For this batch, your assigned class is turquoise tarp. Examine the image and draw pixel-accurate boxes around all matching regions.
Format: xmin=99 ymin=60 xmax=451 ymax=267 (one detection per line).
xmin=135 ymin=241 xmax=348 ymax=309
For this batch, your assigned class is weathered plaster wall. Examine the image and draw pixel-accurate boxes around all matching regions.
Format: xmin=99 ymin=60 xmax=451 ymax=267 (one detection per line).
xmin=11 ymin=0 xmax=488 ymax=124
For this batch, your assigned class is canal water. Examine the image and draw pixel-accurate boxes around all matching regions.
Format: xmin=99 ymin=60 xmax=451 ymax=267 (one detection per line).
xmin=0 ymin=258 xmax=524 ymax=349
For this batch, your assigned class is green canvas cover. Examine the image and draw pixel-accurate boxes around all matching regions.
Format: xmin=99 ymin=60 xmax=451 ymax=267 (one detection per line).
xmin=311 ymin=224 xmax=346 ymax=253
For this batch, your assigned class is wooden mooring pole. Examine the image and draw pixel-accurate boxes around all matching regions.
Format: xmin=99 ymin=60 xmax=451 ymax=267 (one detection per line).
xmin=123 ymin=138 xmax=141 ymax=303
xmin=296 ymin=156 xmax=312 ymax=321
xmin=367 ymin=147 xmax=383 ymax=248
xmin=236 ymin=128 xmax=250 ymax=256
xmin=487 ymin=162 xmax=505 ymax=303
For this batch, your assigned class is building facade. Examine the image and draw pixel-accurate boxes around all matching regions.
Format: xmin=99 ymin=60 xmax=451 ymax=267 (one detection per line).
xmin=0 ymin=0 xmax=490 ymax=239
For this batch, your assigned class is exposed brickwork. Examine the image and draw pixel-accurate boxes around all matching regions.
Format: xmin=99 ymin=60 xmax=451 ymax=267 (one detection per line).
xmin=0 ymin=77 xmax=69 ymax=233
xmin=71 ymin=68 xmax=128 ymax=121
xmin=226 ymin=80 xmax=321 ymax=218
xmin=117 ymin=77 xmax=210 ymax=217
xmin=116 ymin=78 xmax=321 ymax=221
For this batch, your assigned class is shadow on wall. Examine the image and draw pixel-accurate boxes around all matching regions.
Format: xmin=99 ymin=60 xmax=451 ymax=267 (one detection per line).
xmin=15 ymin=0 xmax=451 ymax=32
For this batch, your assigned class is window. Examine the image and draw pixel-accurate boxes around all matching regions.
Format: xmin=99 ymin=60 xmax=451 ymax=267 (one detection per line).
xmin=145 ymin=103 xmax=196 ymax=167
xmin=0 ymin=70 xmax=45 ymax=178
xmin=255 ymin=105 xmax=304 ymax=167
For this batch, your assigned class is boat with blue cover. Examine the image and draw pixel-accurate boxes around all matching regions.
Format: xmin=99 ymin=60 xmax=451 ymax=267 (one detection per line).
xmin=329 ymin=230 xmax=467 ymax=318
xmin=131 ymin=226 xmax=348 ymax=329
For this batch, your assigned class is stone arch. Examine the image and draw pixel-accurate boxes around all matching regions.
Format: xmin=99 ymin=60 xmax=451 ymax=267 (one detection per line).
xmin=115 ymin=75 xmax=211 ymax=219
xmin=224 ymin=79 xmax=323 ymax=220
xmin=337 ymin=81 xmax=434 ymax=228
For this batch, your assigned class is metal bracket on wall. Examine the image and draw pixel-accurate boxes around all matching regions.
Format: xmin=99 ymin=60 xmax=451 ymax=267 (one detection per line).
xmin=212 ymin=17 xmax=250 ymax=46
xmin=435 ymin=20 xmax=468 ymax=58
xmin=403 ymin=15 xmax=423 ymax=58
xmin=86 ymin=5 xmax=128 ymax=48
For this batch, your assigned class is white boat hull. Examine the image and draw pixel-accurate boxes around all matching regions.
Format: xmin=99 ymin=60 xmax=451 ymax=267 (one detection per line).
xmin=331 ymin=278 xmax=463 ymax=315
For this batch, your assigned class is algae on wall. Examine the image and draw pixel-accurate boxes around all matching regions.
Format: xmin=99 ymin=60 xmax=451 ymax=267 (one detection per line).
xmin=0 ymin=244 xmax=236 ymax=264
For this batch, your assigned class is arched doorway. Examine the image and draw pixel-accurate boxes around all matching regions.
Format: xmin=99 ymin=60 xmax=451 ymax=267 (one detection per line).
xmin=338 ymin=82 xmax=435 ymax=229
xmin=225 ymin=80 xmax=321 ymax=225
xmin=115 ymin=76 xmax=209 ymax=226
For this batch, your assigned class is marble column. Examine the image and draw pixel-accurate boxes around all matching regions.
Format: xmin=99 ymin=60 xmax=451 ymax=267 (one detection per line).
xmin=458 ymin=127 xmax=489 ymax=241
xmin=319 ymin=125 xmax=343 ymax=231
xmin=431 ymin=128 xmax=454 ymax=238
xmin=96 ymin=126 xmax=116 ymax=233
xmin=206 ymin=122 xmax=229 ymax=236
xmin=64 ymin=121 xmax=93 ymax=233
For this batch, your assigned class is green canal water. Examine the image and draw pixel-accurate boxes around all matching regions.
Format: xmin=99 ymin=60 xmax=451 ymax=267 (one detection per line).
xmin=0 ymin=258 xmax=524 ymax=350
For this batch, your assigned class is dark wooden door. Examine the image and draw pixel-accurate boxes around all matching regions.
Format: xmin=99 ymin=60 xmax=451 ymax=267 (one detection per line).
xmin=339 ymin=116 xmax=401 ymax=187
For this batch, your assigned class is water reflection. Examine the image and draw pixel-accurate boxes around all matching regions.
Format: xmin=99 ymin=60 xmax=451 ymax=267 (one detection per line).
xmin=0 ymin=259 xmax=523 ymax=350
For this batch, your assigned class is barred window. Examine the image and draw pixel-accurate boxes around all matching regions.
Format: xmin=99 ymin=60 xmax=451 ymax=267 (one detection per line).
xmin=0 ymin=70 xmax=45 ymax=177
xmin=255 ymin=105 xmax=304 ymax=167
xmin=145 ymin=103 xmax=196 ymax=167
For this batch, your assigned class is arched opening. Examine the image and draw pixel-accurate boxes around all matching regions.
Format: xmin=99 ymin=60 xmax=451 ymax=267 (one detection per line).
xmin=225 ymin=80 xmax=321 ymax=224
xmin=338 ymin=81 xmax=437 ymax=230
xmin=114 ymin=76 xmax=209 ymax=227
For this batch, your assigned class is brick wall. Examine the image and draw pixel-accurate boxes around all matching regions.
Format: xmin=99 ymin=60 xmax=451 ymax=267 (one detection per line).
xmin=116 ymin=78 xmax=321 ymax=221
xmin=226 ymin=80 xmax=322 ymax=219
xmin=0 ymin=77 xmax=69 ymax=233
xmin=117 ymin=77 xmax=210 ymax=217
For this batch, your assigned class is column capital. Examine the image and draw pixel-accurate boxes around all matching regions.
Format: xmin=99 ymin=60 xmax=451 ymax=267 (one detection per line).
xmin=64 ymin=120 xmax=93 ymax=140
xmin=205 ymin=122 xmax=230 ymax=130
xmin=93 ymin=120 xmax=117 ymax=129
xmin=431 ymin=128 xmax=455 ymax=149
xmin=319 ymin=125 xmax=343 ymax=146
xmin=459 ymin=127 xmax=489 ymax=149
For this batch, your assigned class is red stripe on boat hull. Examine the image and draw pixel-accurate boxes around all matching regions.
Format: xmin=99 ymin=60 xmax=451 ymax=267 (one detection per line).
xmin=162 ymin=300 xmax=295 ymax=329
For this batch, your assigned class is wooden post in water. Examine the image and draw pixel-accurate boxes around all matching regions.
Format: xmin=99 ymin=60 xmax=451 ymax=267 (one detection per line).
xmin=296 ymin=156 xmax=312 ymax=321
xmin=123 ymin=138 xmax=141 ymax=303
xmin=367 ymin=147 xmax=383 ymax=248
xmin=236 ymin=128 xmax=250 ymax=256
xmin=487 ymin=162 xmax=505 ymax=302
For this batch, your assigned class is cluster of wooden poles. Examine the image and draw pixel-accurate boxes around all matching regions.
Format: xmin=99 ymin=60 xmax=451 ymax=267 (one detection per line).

##############################

→ Aim of the exercise
Please go through each line of the data and count those that contain the string "boat"; give that number alone.

→ Solution for this task
3